◆ WORK TO COMPLETE
Format the items as a two-column CSV with the headers instruction and mask, starting at the first item and stopping after the line that contains "171), (54, 180)]]". Give one row per item, with its text and its answer each in a single quoted field and all line breaks replaced by spaces.

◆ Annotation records
============================================================
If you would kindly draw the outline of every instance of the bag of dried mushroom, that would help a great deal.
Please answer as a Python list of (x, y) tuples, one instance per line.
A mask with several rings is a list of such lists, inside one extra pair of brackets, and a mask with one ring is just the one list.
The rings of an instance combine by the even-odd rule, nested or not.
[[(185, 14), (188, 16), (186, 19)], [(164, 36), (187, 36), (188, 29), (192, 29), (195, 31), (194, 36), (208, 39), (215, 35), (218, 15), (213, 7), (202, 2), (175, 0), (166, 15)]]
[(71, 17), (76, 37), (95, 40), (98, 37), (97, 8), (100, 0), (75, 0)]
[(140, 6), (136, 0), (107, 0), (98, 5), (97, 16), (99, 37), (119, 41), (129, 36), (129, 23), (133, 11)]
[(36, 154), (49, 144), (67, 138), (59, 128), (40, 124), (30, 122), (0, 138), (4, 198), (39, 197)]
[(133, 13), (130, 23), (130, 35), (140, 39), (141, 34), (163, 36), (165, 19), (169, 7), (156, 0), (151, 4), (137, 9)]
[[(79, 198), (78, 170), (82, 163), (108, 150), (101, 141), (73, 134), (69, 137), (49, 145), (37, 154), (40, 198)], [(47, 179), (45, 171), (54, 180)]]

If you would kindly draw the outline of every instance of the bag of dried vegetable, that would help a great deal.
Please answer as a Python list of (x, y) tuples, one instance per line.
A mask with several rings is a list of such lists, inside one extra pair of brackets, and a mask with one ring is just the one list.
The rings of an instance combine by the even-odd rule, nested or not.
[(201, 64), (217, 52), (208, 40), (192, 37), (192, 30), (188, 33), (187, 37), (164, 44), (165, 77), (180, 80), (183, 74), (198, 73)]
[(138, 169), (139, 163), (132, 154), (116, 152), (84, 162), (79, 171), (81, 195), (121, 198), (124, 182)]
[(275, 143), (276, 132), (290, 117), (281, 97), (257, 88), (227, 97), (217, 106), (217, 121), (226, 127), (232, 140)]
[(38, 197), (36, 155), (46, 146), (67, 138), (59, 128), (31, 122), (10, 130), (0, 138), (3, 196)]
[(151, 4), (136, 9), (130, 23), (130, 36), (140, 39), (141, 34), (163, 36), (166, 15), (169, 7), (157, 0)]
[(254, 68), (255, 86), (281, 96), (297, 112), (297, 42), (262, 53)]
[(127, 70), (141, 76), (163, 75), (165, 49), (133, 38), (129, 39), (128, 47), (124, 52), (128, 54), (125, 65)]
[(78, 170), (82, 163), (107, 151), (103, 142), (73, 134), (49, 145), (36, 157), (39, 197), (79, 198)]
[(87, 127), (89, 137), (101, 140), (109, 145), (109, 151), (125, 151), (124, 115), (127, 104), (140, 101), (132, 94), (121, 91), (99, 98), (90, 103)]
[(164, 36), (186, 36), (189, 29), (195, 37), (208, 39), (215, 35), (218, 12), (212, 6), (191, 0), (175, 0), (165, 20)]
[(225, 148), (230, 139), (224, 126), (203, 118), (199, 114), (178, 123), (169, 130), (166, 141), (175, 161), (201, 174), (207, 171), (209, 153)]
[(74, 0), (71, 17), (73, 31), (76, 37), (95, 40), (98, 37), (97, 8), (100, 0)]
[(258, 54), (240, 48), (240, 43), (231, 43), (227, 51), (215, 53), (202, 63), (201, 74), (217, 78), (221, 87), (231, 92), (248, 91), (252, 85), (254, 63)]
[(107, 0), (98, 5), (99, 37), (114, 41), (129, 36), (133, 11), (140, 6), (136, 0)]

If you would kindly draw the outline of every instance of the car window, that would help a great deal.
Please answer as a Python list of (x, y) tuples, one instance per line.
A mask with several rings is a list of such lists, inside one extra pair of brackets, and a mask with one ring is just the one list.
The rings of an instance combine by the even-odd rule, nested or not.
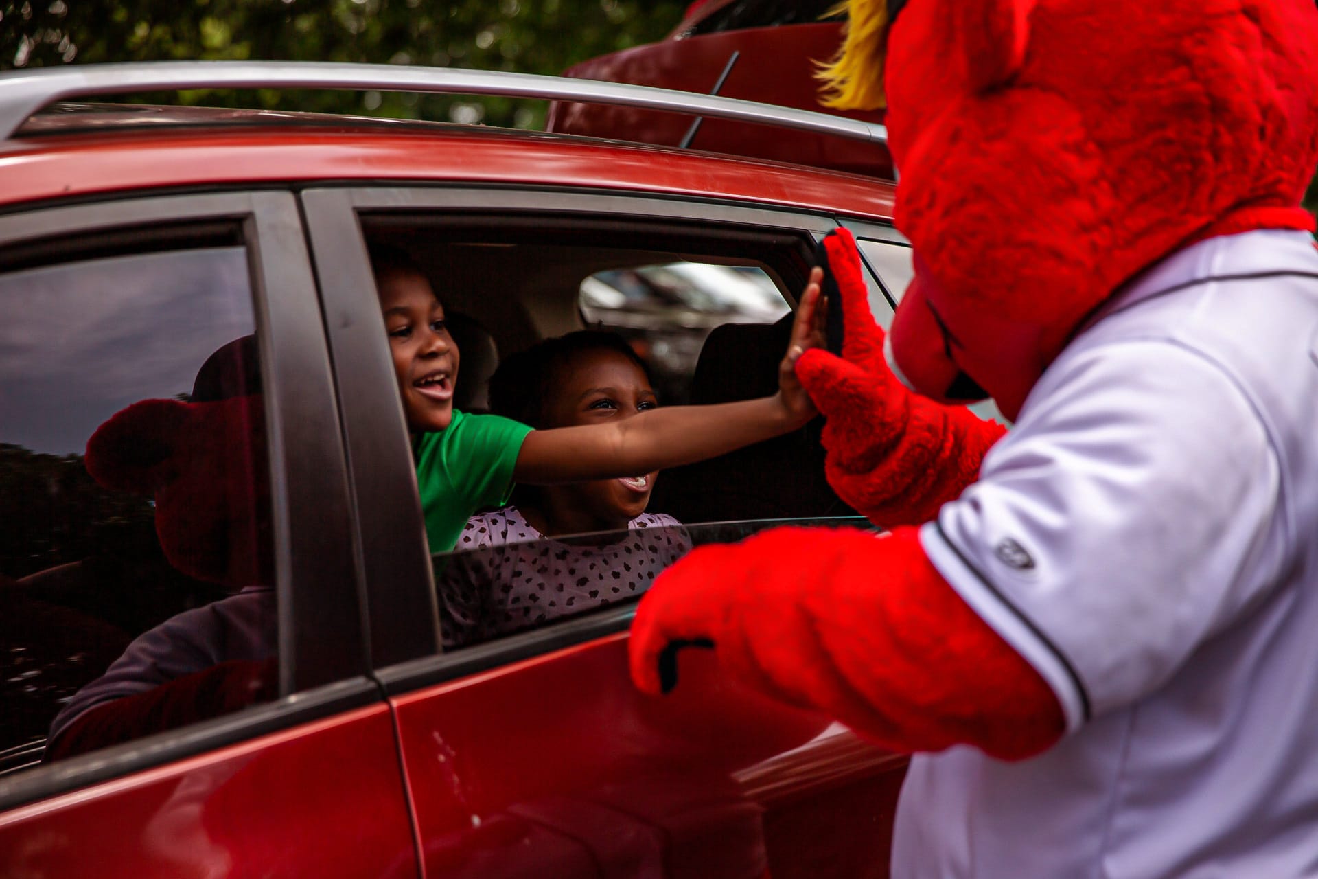
[[(911, 248), (891, 241), (870, 241), (857, 239), (861, 257), (869, 264), (883, 285), (882, 290), (870, 289), (870, 310), (884, 329), (892, 323), (892, 308), (902, 302), (907, 285), (915, 277), (911, 265)], [(884, 298), (884, 294), (887, 297)]]
[(667, 405), (691, 401), (696, 362), (714, 327), (772, 324), (789, 312), (759, 266), (684, 261), (609, 269), (581, 282), (585, 323), (630, 341)]
[(0, 250), (0, 774), (53, 730), (47, 759), (274, 695), (249, 254), (220, 237)]
[(733, 0), (696, 22), (688, 36), (841, 21), (846, 16), (837, 12), (837, 5), (833, 0)]
[(444, 648), (459, 650), (635, 602), (695, 547), (780, 525), (874, 530), (862, 517), (680, 525), (650, 517), (623, 531), (539, 538), (514, 511), (482, 518), (478, 548), (434, 556)]

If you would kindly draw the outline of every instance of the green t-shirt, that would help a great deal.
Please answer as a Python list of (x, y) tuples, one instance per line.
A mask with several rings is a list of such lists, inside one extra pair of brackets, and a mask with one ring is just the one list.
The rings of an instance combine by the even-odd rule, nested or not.
[(500, 415), (453, 410), (448, 428), (413, 444), (431, 552), (448, 552), (477, 510), (507, 503), (513, 467), (531, 428)]

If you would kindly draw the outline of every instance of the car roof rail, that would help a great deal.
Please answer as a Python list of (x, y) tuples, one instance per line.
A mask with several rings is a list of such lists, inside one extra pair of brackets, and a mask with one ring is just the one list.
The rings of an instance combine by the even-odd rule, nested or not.
[(323, 88), (539, 98), (730, 119), (887, 144), (887, 129), (875, 123), (735, 98), (540, 74), (319, 61), (159, 61), (11, 70), (0, 72), (0, 140), (13, 137), (29, 116), (58, 100), (185, 88)]

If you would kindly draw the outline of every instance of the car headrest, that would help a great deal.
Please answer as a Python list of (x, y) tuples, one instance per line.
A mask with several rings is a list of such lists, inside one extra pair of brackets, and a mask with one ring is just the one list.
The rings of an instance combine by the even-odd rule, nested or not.
[(464, 412), (488, 412), (489, 380), (498, 366), (498, 345), (485, 327), (467, 315), (449, 311), (444, 323), (457, 343), (460, 357), (453, 407)]

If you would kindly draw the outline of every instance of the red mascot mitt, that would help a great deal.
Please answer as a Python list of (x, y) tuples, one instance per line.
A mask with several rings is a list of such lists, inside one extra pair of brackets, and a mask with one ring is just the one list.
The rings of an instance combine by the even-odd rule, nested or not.
[(796, 374), (828, 419), (829, 485), (875, 525), (925, 522), (975, 480), (985, 452), (1007, 428), (898, 381), (883, 356), (883, 329), (870, 314), (855, 239), (837, 229), (824, 246), (842, 300), (842, 357), (807, 351)]

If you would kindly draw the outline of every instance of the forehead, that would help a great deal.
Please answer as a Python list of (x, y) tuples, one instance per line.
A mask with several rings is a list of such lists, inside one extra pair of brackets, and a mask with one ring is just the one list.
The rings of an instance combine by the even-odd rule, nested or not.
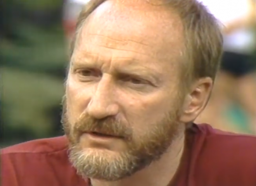
[(170, 8), (152, 6), (145, 1), (109, 0), (86, 20), (78, 35), (73, 57), (81, 59), (90, 54), (177, 62), (183, 40), (181, 20)]

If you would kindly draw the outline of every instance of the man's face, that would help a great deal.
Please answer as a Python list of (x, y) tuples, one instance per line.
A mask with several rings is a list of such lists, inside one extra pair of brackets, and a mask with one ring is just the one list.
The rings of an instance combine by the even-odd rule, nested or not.
[(157, 160), (184, 132), (178, 16), (120, 7), (104, 2), (81, 31), (64, 101), (71, 162), (83, 175), (107, 180)]

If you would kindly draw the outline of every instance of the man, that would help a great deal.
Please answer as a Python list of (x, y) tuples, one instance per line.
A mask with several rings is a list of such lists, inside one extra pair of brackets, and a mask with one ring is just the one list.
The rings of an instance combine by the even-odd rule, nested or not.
============================================================
◆ EXERCISE OUTPUT
instruction,mask
"If you would kindly draw the outline of every instance of the bag of dried mushroom, that would help a great deal. Please answer as a Python list of (x, y) tuples, one instance per line. A mask with several rings is a list of such lists, inside one extra pair of brackets, and a mask with one ring is just the one list. The rings of an instance combine by the even-odd rule, nested or not.","[[(185, 14), (188, 16), (186, 19)], [(164, 36), (187, 36), (188, 29), (192, 29), (195, 31), (194, 36), (208, 39), (215, 35), (218, 15), (213, 7), (202, 2), (175, 0), (166, 15)]] [(71, 17), (76, 37), (95, 40), (98, 37), (97, 8), (100, 0), (75, 0)] [(140, 6), (136, 0), (107, 0), (98, 5), (97, 16), (99, 37), (119, 41), (129, 36), (129, 23), (133, 11)] [(36, 154), (49, 144), (67, 138), (59, 128), (40, 124), (30, 122), (0, 138), (4, 198), (39, 197)] [(133, 13), (130, 23), (130, 35), (140, 39), (141, 34), (163, 36), (165, 19), (169, 7), (156, 0), (151, 4), (137, 9)] [[(79, 198), (78, 170), (82, 163), (108, 150), (101, 141), (73, 134), (69, 137), (49, 145), (37, 154), (40, 198)], [(47, 179), (45, 171), (54, 180)]]"